===== Kutipan halaman
Salah satunya ialah sistem produksi yang ada seolah menuntut manusia untuk menjadi makhluk sempurna. Siap berkompetisi dengan mesin dan manusia lain, memiliki literasi data dan teknologi, sigap dengan informasi lengkap dan terkini, kreatif dan inovatif, serta pandai menangkap peluang. Bila tidak demikian, ia mungkin dikalahkan, tidak dapat bertahan, atau hanya mampu bertahan hidup dalam pelbagai keterbatasan.
Padahal, manusia memiliki keterbatasannya, dapat kelelahan, kadang sedih karena ditinggalkan orang yang dicintai, marah karena diperlakukan tidak adil, kesepian karena tidak mempunyai teman, jatuh sakit, dan mungkin sulit berkonsentrasi kerja dalam keadaan demikian.
Lebih lagi, tidak semua manusia dilahirkan dengan perangkat yang istimewa. Ada yang memiliki keterbatasan fisik. Tidak semua memiliki inteligensi tinggi, kreatif, ataupun inovatif. Ada yang terlahir dengan kebutuhan-kebutuhan khusus, atau disabilitas serius. Ada pula yang dibesarkan dalam keluarga yang disfungsional atau sangat berkekurangan. Lingkungan bukannya mengayomi dan memberi dukungan pertumbuhan, tetapi malah mempersulit individu bertumbuh.
Peran psikologi
Tidak terpenuhinya kebutuhan psikologis dasar, kompetisi yang seolah tidak berkesudahan, dan kelelahan dapat memunculkan berbagai masalah lanjutan. Bila tidak hati-hati, psikologi dapat sekadar menjadi alat dari sistem produksi yang menuntut manusia menjadi makhluk sempurna.
Untuk dapat terus berperan signifikan, tampaknya psikologi perlu menjalankan fungsi kritis dalam penelitian ataupun intervensi untuk menyumbangkan pengetahuan psikologi dan penanganan, yang temuannya akan sekaligus menghadirkan keseimbangan.
Dari sisi kognisi, membantu manusia mengembangkan metakognisinya seoptimal mungkin. Sebab, kita perlu memiliki literasi data, berpikir kompleks, cepat dan terbuka, serta kritis dalam mengolah informasi yang diperoleh dari media sosial. Penting pula agar manusia tetap memimpin dalam kerja sama dengan teknologi.
Dari sisi sikap kerja, psikologi perlu merancang pembelajaran untuk meningkatkan ketangguhan, kemampuan bersikap terbuka, kemampuan berpikir kreatif dan inovatif, serta kesigapan menangkap peluang.
==========
===== Kumpulan data
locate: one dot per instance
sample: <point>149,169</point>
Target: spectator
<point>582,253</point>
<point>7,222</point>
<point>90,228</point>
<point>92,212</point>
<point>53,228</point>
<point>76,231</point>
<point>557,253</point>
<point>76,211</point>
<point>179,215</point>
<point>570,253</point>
==========
Tugas
1. Jawablah pertanyaan berikut berdasarkan kutipan halaman di atas.
(a) Menurut kutipan itu, mengapa manusia bisa merasa kesepian?
(b) Fungsi apa yang perlu dijalankan psikologi dalam penelitian ataupun intervensi?
(c) Dari sisi sikap kerja, psikologi perlu merancang pembelajaran untuk meningkatkan apa saja?
2. Lanjutkan teks tentang peran psikologi di atas, mulai setelah kalimat terakhirnya.

Kunci jawaban
1.
(a) Karena tidak mempunyai teman.
(b) Fungsi kritis.
(c) Ketangguhan, kemampuan bersikap terbuka, kemampuan berpikir kreatif dan inovatif, serta kesigapan menangkap peluang.

2.
Kecemasan dan ketegangan berkompetisi dapat menjebak orang-orang muda untuk sibuk dengan diri sendiri karena khawatir dikalahkan, didahului oleh orang lain, atau kehilangan kesempatan untuk mempunyai peran signifikan dalam dunia kerja. Manusia jadi tidak terlatih bekerja sama dan menganggap itu tidak penting.
Dapat pula terjadi, orang muda tidak bersosialisasi sekadar karena panik, kewalahan mengelola situasi, atau kelelahan. Atau karena mereka lahir di era internet dan dibesarkan bertahun-tahun dalam pandemi dan pascapandemi sehingga meski merasa terisolasi, tidak mengerti bagaimana caranya membangun relasi.
Kita tak lagi memiliki kesempatan, waktu, dan energi untuk bersosialisasi dan memberikan perhatian secara riil kepada orang lain. Tentang ini, justru psikologi perlu selalu mengingatkan bahwa manusia adalah makhluk hidup dengan keunikan khas manusiawi, dengan kebutuhan psikologis dasar yang harus tetap dipenuhi.
Berhubungan dekat dan saling memberi perhatian dengan orang lain itu penting untuk kebahagiaan dan kesehatan mental. Relasi yang sifatnya parasosial melalui media sosial mungkin tidak terhindarkan dan baik saja dilakukan, tetapi akan lebih baik bila juga ada relasi yang lebih otentik dan langsung.
Peran dalam memastikan manusia tetap bahagia dan sehat mental dalam hidup yang diperantarai internet sangat penting untuk tetap dipertahankan dan diperkuat oleh psikologi. Perspektif ini perlu menjadi bagian yang utuh dalam membantu manusia masa kini beradaptasi dengan berbagai tantangan baru. Bukan sekadar dibahas ketika diperlukan intervensi bagi siswa yang mengalami serangan panik, atau pekerja yang depresi.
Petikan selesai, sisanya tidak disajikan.